#### MATERIAL TO PROCESS

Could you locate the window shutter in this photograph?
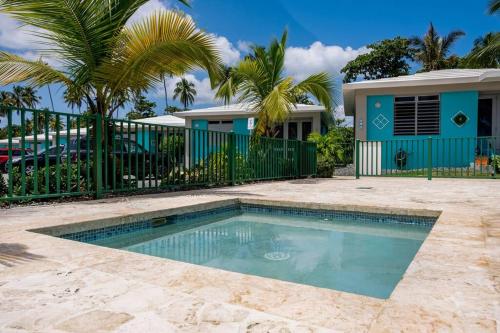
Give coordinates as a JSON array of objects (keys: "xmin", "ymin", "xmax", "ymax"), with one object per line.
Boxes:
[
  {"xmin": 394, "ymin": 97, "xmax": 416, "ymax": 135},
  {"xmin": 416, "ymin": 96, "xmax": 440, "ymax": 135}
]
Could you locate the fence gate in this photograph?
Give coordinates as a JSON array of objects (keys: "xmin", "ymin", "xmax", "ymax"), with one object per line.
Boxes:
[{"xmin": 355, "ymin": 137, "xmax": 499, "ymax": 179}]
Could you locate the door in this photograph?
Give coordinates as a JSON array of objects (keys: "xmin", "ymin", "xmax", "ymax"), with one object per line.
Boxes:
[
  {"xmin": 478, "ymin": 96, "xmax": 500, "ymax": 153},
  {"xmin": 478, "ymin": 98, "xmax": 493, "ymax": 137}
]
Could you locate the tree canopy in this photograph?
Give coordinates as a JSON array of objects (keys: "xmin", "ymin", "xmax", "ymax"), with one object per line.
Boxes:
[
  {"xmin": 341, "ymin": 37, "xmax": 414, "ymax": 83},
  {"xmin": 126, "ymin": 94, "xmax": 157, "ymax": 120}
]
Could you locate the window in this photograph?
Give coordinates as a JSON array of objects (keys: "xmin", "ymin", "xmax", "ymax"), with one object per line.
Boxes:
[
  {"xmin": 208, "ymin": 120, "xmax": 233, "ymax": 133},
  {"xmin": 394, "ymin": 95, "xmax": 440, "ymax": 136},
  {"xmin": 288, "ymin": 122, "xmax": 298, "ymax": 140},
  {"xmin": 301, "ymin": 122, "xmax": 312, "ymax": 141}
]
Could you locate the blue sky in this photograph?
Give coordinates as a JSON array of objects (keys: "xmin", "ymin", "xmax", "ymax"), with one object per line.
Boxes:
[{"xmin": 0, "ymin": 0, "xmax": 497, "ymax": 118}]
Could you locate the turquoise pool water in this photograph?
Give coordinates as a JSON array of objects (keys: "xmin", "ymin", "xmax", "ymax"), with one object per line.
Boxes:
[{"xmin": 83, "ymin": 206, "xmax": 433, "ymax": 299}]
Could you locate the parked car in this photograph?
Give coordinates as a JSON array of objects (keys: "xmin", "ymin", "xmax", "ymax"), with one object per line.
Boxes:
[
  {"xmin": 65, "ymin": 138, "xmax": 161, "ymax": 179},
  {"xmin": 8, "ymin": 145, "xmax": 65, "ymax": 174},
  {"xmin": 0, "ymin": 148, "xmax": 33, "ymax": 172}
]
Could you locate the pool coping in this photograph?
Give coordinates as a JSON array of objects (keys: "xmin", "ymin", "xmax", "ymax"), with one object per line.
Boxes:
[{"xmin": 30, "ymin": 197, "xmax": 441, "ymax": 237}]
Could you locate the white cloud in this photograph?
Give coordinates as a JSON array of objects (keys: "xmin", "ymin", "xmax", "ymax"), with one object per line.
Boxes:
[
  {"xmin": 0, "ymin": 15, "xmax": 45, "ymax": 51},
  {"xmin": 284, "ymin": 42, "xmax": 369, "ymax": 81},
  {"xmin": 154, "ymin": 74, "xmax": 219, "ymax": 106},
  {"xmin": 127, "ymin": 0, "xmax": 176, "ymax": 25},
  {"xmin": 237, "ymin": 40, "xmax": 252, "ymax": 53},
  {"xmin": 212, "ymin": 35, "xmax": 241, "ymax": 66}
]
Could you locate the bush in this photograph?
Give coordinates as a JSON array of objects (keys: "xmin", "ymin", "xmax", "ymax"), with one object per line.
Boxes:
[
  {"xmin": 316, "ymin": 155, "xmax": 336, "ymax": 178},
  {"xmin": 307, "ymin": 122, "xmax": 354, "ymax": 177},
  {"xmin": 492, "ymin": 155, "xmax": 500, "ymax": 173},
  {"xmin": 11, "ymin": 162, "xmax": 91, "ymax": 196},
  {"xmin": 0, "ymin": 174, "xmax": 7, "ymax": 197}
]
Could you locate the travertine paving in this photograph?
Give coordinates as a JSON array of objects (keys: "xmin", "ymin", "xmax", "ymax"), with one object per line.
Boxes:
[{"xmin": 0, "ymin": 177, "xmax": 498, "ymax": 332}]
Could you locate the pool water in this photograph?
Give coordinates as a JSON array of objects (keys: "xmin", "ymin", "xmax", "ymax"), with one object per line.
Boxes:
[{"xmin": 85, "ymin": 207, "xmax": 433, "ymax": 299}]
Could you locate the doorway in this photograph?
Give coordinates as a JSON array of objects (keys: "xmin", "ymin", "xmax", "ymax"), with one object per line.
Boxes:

########

[WORK ITEM] Copy each line of the listing exactly, skipping any picture.

[RESULT FOR THIS TASK]
Could you locate the window shutter in this photograph?
Give coordinates as a JSON array of objects (keys: "xmin", "ymin", "xmax", "ymax"), with one object per line.
Boxes:
[
  {"xmin": 394, "ymin": 97, "xmax": 416, "ymax": 135},
  {"xmin": 416, "ymin": 96, "xmax": 440, "ymax": 135}
]
Could you locate the fence gate in this photograph?
Give coordinates as a JSON array of objects (keys: "xmin", "ymin", "xmax", "ymax"), with one object per line.
Boxes:
[{"xmin": 355, "ymin": 137, "xmax": 499, "ymax": 179}]
Could you locate the door in this photograph?
Give coordinates as a JSON array of objects (keys: "xmin", "ymin", "xmax", "ymax"), with one object per line.
Boxes:
[
  {"xmin": 478, "ymin": 96, "xmax": 500, "ymax": 153},
  {"xmin": 478, "ymin": 98, "xmax": 493, "ymax": 137}
]
Could you locate the tree canopy in this photograph?
Give coordinates as a JSON array of objects (keys: "xmin", "ymin", "xmax", "ymax"), with one object per line.
Boxes:
[
  {"xmin": 341, "ymin": 37, "xmax": 414, "ymax": 83},
  {"xmin": 126, "ymin": 94, "xmax": 157, "ymax": 120}
]
Could you locate the window in this photograph?
Give coordinates as a JSON array of objects (keys: "xmin", "ymin", "xmax", "ymax"), with one object per line.
Boxes:
[
  {"xmin": 208, "ymin": 120, "xmax": 233, "ymax": 133},
  {"xmin": 394, "ymin": 95, "xmax": 440, "ymax": 136},
  {"xmin": 288, "ymin": 122, "xmax": 298, "ymax": 140},
  {"xmin": 301, "ymin": 122, "xmax": 312, "ymax": 141}
]
Could you locate the blue sky in this photograph?
Give coordinates as a JSON array of objects (keys: "xmin", "ymin", "xmax", "ymax"), with one object per line.
Boxes:
[{"xmin": 0, "ymin": 0, "xmax": 497, "ymax": 118}]
Could you locate the turquoise pool water in this photograph?
Give coordinates as a JSON array of objects (keys: "xmin", "ymin", "xmax", "ymax"), with one object per line.
Boxes:
[{"xmin": 83, "ymin": 206, "xmax": 433, "ymax": 299}]
Could you locate the parked car in this photograph?
Give coordinates as a JSON array of objects (keys: "xmin", "ymin", "xmax", "ymax"), with one object per line.
Boxes:
[
  {"xmin": 65, "ymin": 138, "xmax": 161, "ymax": 179},
  {"xmin": 8, "ymin": 145, "xmax": 65, "ymax": 174},
  {"xmin": 0, "ymin": 148, "xmax": 33, "ymax": 172}
]
Could you locate the pool coping in this photograph?
Give coordinates as a JSON array of objects (keys: "xmin", "ymin", "xmax", "ymax"), with one object per line.
Boxes:
[{"xmin": 30, "ymin": 197, "xmax": 441, "ymax": 237}]
Could you locate the white cloud in this photograph?
Give coordinates as a JSON array of objects (keys: "xmin", "ymin", "xmax", "ymax"), with one object per line.
Boxes:
[
  {"xmin": 0, "ymin": 15, "xmax": 45, "ymax": 51},
  {"xmin": 284, "ymin": 42, "xmax": 369, "ymax": 81},
  {"xmin": 154, "ymin": 74, "xmax": 219, "ymax": 106},
  {"xmin": 127, "ymin": 0, "xmax": 176, "ymax": 25},
  {"xmin": 237, "ymin": 40, "xmax": 252, "ymax": 53},
  {"xmin": 212, "ymin": 35, "xmax": 241, "ymax": 66}
]
Could you locate the bush in this photograph?
Give coordinates as a JSON array of objects (keys: "xmin", "ymin", "xmax", "ymax"), with one object per line.
Boxes:
[
  {"xmin": 316, "ymin": 155, "xmax": 336, "ymax": 178},
  {"xmin": 307, "ymin": 122, "xmax": 354, "ymax": 177},
  {"xmin": 492, "ymin": 155, "xmax": 500, "ymax": 173},
  {"xmin": 11, "ymin": 162, "xmax": 91, "ymax": 196},
  {"xmin": 0, "ymin": 174, "xmax": 7, "ymax": 197}
]
Could you locate the travertine paving in this photograph?
Give coordinates as a JSON array of objects (keys: "xmin", "ymin", "xmax", "ymax"), with one object per line.
Boxes:
[{"xmin": 0, "ymin": 177, "xmax": 498, "ymax": 332}]
Could you locate the pool water in this photograph?
Give coordinates as a JSON array of objects (keys: "xmin", "ymin", "xmax", "ymax"), with one object per line.
Boxes:
[{"xmin": 85, "ymin": 207, "xmax": 433, "ymax": 299}]
Could you locate the doorway in this photograph?
Give coordinates as a JSON array of objects (keys: "xmin", "ymin", "xmax", "ymax"), with one object per line.
Boxes:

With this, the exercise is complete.